GIVEN INSTRUCTION 1.
In the passage about The Kid's early years, which two comic strips were no help in teaching him to read because they never said a word?
GIVEN INSTRUCTION 2.
Please continue the passage about The Kid's early years from the point where it stops.

PASSAGE.
-- start --

That town will always clutter his mind. He tell tales about it (he often has).

When Sirens Ruled the Empire


These are the shadows of memory from The Kid's first five years such as sitting on his maternal grandmother’s lap while she read stories from a book called, “A Hive of Busy Bees” or Robert Lewis Stevenson’s, “A Child’s Garden of Verses”. She read him other things, most notably the Sunday Comics in both the Philadelphia Papers. Dick Tracy, Blondie, the Berrys, Casper Milquetoast, Little Iodine, Smitty, Maggie and Jiggs, etc. and taught him to read well before he went off to any school. (Henry and The Little King were no help; they never said a word. And fortunately for what grasp of grammar The Kid developed, L’il Abner or The Katzenjammer Kids weren’t his favorites.

-- end --

DATASET SECTION.
-- start --

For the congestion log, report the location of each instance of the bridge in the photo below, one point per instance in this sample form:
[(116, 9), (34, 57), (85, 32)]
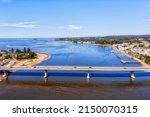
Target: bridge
[(87, 69)]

-- end --

WRITTEN ANSWER 1.
Henry and The Little King.

WRITTEN ANSWER 2.
There was an enormous record player in the living room. It was a stand-alone piece of furniture. All it played was 78-rpm vinyl. His parents had a fair-sized collection of music and he would sit in front of this contraption and listen to songs as he played. His mother had ballads and crooners, especially Bing Crosby, but his father had mostly Country and Western, the real Americana stuff, Montana Slim, Hank Williams, Ernest Tubb, Roy Acuff and Red River Dave’s Hillbilly Ballads. Oh, The Kid loved that collection: “The Wreck of the Streamline Train”, “Put Me in Your Pocket”, “The Ballad of Floyd Collins” and “Red-Headed Mama Blues”.
“The Ballad of Floyd Collins” was about a real person. Floyd Collins died trapped in a sandstone cave 125 feet below ground in 1925. It may have been the first media circus, the rescue attempt reported on the radio and in daily papers across the country. People flocked to the site and erected booths and tents. Billy Wilder based “The Big Carnival” on the event (1950 -original title, “Ace in the Hole”). It starred Kirk Douglas. The Kid saw it at the town theater, The Roosevelt, as a child. A new movie is actually in the works about Collins to star Billy Bob Thornton as Floyd. The Old Goat has today the original cast album of Floyd Collins, a musical produced in Philadelphia in 1997. (As you can see, Red River Dave’s “The Ballad of Floyd Collins” had quite an influence on The Kid.
“Gather ‘round me children
And listen while I tell
The fate of Floyd Collins,
A man we all knew well...”)
This child listened quite well.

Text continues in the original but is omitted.